-- Exercise description --
Return the records word for word. Pictures do not belong in the copy.

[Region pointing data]
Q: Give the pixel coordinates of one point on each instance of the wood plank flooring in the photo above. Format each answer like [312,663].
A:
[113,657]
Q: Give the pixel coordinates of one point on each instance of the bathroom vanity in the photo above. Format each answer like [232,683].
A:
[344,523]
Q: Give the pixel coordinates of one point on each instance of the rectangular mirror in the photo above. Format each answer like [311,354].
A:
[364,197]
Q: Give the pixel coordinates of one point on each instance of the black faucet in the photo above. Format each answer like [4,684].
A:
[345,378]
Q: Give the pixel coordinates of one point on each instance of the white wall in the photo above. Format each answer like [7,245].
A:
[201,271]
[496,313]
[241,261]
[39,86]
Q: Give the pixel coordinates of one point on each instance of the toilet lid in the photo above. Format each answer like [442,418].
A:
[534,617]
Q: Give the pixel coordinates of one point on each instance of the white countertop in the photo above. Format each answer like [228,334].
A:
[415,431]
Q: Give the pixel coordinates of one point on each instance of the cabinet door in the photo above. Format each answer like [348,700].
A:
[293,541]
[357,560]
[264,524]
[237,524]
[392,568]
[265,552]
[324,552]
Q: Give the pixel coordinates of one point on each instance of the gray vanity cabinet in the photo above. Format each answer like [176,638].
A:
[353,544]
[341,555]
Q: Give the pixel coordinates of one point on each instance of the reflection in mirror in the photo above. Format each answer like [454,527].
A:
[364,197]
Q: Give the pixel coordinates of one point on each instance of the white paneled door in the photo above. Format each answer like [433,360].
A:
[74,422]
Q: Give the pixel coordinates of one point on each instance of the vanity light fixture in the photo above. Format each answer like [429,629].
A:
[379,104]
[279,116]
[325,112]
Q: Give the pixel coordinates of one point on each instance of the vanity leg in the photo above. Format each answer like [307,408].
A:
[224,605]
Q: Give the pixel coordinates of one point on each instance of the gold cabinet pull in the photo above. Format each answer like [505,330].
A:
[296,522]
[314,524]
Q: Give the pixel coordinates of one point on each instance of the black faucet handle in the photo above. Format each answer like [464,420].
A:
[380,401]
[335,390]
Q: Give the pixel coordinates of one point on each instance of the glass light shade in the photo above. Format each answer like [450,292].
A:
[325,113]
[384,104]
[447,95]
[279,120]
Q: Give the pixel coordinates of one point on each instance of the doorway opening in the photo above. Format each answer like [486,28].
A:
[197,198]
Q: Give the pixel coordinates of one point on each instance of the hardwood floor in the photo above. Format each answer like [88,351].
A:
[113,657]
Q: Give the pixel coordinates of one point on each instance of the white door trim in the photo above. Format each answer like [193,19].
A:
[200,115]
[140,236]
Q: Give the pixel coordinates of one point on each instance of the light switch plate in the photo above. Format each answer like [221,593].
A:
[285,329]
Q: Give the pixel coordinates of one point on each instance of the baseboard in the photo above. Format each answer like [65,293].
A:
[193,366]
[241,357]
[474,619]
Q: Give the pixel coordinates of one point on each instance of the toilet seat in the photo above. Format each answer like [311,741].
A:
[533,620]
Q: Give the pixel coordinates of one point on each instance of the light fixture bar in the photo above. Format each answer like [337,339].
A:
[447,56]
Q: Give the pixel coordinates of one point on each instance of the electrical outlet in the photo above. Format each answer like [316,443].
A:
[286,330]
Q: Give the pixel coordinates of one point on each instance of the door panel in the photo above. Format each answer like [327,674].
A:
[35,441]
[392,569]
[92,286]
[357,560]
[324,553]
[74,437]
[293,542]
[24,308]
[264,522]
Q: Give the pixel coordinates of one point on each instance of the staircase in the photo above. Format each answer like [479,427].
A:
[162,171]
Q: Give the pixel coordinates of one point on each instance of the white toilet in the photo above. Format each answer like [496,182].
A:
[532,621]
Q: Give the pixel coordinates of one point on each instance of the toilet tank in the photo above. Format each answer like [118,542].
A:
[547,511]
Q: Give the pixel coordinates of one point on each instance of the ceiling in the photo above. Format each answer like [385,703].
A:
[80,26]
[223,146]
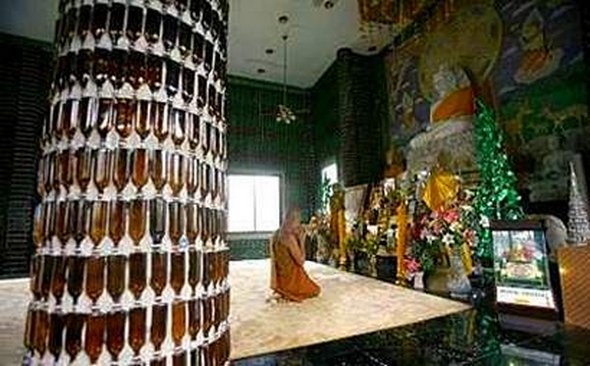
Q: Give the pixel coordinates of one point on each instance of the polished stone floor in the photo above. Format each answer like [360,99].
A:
[465,336]
[348,305]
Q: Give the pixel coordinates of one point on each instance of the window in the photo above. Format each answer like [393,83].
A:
[330,173]
[254,203]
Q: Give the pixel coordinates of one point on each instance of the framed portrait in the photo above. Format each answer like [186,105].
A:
[521,267]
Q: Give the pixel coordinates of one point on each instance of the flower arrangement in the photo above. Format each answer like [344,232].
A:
[437,232]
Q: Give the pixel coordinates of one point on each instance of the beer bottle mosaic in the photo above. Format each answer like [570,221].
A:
[131,261]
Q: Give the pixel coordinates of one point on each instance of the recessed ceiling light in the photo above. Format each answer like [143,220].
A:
[283,19]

-- Answer area --
Q: Give the pixel coordinates of one point on each instance of the wood plank flooring in the photo above. Format each answer like [312,663].
A:
[113,657]
Q: Give the pixel coordinates of one point on each instance of the bathroom vanity in the photo above. Format each answer like [232,683].
A:
[344,523]
Q: Give the pixel coordinates of one point on each instance of the rectangular mirror in the photo above. Format each answer like [311,354].
A:
[364,197]
Q: Give the pixel coordinates of one point on each instance of the black faucet in the photo above. Format each answer like [4,684].
A:
[345,378]
Q: Give the pixel coordinates of one point on each instance of the white wall in the photo above. Format each answer like [7,245].
A:
[201,271]
[496,313]
[241,261]
[39,86]
Q: Give the pixel coordinates of one point on each instance of the toilet lid in the photo above. Format each answer like [442,418].
A:
[534,617]
Q: Give the pixel coordinates of one point on each instance of the white countertop in the photo above. Format each answer like [228,334].
A:
[415,431]
Q: Give the pixel coordinates of one point on each instance of the cabinet door in the photo above. Format each answer like [348,700].
A:
[293,541]
[357,560]
[264,524]
[237,524]
[392,568]
[265,552]
[324,552]
Q: Give the pixel coordinates of one point on each instance of the gray vanity cabinet in the photo above. Format each answer like [176,638].
A:
[353,544]
[341,555]
Q: Give the pixel coordinates of one point on each instance of the reflection in mirror in the photo above. Format each answer like [454,527].
A:
[364,197]
Q: Give the pixel coordinates of one point on each instance of the white paneled door in the photo above. Format each answer like [433,360].
A:
[74,422]
Q: Give the pixel coordinates of one point on each instance of the vanity light fixture in the photo above. Format each answer like [429,629].
A:
[379,104]
[279,116]
[325,112]
Q: Give the pixel coordinates of one point on each instance of the vanity leg in the photo above. Format each answer like [307,408].
A:
[224,605]
Q: Give the pixel coordinates of one point on each instance of the gold cabinet pull in the photo above. Format each answer like [505,330].
A:
[296,522]
[314,524]
Q: Give the pixel coordinates of one point on each instance of the black faucet handle in the photo above. Format each answer like [464,420].
A:
[380,401]
[335,390]
Q: Give the pixel coordinates of one point on each instance of the glass light shade in the photo above. Format each answer like [450,292].
A:
[325,113]
[384,104]
[447,95]
[279,120]
Q: Give the pixel coordinates of one point on each instance of the doorway opening in the photo above. Format each answer like [486,28].
A:
[197,198]
Q: Give the pixel coordinates of one point on each instance of the hardwood floor in the photo above. Format each answer like [88,351].
A:
[113,657]
Q: Give the pixel coordinates of one point on each instance of the white door trim in the photo above. Format each answer like [193,19].
A:
[200,115]
[140,236]
Q: Give the pixel coordinates of one point on each instance of the light switch plate in the photo above. Format each answer like [221,593].
A:
[285,329]
Q: Give the pixel coordinates of one point on each instance of the baseboard in the photo above. Format each answer like [65,293].
A:
[193,366]
[241,357]
[474,619]
Q: Give the pixel coordinates of one point on each instance of the toilet seat in the photo above. Format each answer like [311,741].
A:
[533,620]
Q: Give the pixel coordinates of one point on each instance of the light fixture bar in the photo above. Format each answer like [337,339].
A:
[447,56]
Q: Give the pixel coordinates of one point on each instance of the electrical outlet in the photo above. Format each answer like [316,443].
A:
[286,330]
Q: Give the pixel coordinates of one point on each instance of the door panel in the photo above. Format each answer like [327,674].
A:
[35,441]
[392,569]
[92,286]
[357,560]
[324,553]
[74,437]
[293,542]
[24,308]
[264,522]
Q: Give the pixel coordinates of one point on each instance of the staircase in the photo above. Format each answer like [479,427].
A:
[162,171]
Q: Give the pixel coordinates of one point on each instance of the white toilet in the photo above. Format each answer like [496,182].
A:
[532,621]
Q: Give the pixel coordinates of one point on each instance of the toilet tank in the photo above. Format each answer like [118,542].
A:
[547,511]
Q: Give the pixel coordinates of one point on each instance of the ceiling in the photo above. Format each answer like [385,703].
A:
[80,26]
[223,146]
Q: Give the pixel coordinates of one point on each instance of the polished stone floor in the photo above. Format each answer like [360,99].
A:
[465,336]
[348,305]
Q: Give the pixel coordinates of one point on each instance of the window in the photo above. Format each answer like [393,83].
A:
[330,173]
[254,203]
Q: Give the pixel coordinates of one point on each instance of the framed portrait in the photo above. Format each answer like [186,105].
A:
[521,267]
Q: Give the pixel coordinates of one point on each instance of the flower arrangement in the photo above. Format each answer like [344,232].
A:
[437,232]
Q: Give the pixel coordinates of one point on each instance of the beer bottle mosaic in the photo above. Format each answer like [570,221].
A:
[131,261]
Q: Give the pixel coordinates of one point on each instance of the recessed ceiling light in the photo above. Format each answer like [143,220].
A:
[283,19]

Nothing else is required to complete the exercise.